# REQUIRED TASK
Copy every one of the following items verbatim, reproducing each line without any change.

# DATA FOR PROCESSING
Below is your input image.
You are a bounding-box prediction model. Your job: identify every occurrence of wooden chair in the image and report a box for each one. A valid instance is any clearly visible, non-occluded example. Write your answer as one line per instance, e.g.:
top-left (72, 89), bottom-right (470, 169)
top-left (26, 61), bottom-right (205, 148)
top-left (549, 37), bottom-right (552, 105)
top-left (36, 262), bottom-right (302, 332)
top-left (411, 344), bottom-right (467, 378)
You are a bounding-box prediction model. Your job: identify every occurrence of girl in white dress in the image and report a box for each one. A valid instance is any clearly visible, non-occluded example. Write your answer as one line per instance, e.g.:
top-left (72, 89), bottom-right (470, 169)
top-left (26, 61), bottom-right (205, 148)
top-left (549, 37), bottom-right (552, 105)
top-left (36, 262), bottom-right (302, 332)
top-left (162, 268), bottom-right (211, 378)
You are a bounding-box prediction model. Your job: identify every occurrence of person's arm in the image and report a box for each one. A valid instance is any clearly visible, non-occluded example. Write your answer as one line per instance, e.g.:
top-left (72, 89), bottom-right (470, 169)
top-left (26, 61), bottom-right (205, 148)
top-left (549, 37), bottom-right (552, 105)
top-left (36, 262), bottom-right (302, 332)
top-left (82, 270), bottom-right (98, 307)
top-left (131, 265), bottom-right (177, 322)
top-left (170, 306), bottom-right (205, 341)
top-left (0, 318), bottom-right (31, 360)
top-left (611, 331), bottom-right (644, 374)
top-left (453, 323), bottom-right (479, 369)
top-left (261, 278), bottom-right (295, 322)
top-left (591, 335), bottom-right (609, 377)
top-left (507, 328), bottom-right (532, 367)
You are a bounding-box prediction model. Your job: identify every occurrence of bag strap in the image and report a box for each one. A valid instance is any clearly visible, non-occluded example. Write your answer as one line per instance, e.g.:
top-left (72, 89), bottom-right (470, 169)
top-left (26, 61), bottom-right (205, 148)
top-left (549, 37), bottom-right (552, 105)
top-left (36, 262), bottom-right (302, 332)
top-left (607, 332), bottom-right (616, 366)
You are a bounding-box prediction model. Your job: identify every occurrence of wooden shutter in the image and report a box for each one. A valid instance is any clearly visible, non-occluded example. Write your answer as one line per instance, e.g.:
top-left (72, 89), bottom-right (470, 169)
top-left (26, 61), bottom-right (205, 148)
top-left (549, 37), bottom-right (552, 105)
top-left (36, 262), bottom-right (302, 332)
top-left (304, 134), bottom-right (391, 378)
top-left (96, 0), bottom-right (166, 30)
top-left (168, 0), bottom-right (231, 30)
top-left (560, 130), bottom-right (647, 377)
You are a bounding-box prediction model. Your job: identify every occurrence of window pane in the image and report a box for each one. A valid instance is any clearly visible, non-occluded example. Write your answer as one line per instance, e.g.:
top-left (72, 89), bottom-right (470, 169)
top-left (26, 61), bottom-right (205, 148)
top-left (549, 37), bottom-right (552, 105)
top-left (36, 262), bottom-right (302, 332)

# TASK SOLUTION
Below is your input image.
You are a bounding-box prediction model. Your job: identify every occurrence of wooden chair in the image and report a box for each one. A valid instance is any clearly visible, non-occluded example. Write your answer as one line per instance, e.g.:
top-left (72, 89), bottom-right (470, 169)
top-left (26, 61), bottom-right (205, 148)
top-left (549, 37), bottom-right (552, 105)
top-left (36, 262), bottom-right (302, 332)
top-left (411, 344), bottom-right (467, 378)
You are a bounding-box prediction model. Your job: identify every occurrence of girl in white dress in the image and report a box for each one. A valid instance is any clearly visible, non-occluded example. Write your answer as one line per instance, e.g.:
top-left (72, 89), bottom-right (470, 169)
top-left (26, 61), bottom-right (205, 148)
top-left (549, 37), bottom-right (552, 105)
top-left (36, 262), bottom-right (302, 332)
top-left (162, 268), bottom-right (211, 378)
You are a bounding-box prediction model. Your job: identify every occurrence of person's arm in the image and report a box for each one. A valid instance is any clearly visible, non-occluded example. Write your answer as one line per instance, e.g.:
top-left (72, 89), bottom-right (470, 169)
top-left (26, 61), bottom-right (205, 148)
top-left (549, 37), bottom-right (552, 105)
top-left (36, 262), bottom-right (302, 332)
top-left (82, 270), bottom-right (98, 307)
top-left (131, 265), bottom-right (177, 322)
top-left (170, 306), bottom-right (205, 341)
top-left (0, 318), bottom-right (31, 360)
top-left (611, 331), bottom-right (644, 374)
top-left (453, 323), bottom-right (479, 369)
top-left (261, 278), bottom-right (295, 322)
top-left (591, 335), bottom-right (609, 377)
top-left (507, 328), bottom-right (532, 367)
You are a bounding-box prediction model. Your job: identify every occurrence of bag strap in the image and report a box for each one. A valid instance is any clearly visible, non-occluded example. Write your answer as one line per instance, e.g.:
top-left (72, 89), bottom-right (470, 169)
top-left (26, 61), bottom-right (205, 148)
top-left (549, 37), bottom-right (552, 105)
top-left (36, 262), bottom-right (302, 332)
top-left (607, 332), bottom-right (616, 366)
You are a bounding-box prediction model. Your job: identify every occurrence of wooden shutter in the image and report a box for each one. A valid instance is any clearly visible, non-occluded example. Write your answer as one line per instance, e.g.:
top-left (72, 89), bottom-right (470, 169)
top-left (26, 61), bottom-right (205, 148)
top-left (549, 37), bottom-right (552, 105)
top-left (36, 262), bottom-right (302, 332)
top-left (304, 134), bottom-right (391, 378)
top-left (96, 0), bottom-right (166, 30)
top-left (168, 0), bottom-right (231, 30)
top-left (560, 130), bottom-right (647, 377)
You are a bounding-box prediction model. Your job: identify every occurrence of window pane in the image and report a box for each one. A valid instance is any clearly visible, non-occluded example. Write your answer as one line per instance, e.g.:
top-left (72, 89), bottom-right (470, 169)
top-left (26, 61), bottom-right (205, 148)
top-left (549, 37), bottom-right (552, 105)
top-left (36, 262), bottom-right (302, 332)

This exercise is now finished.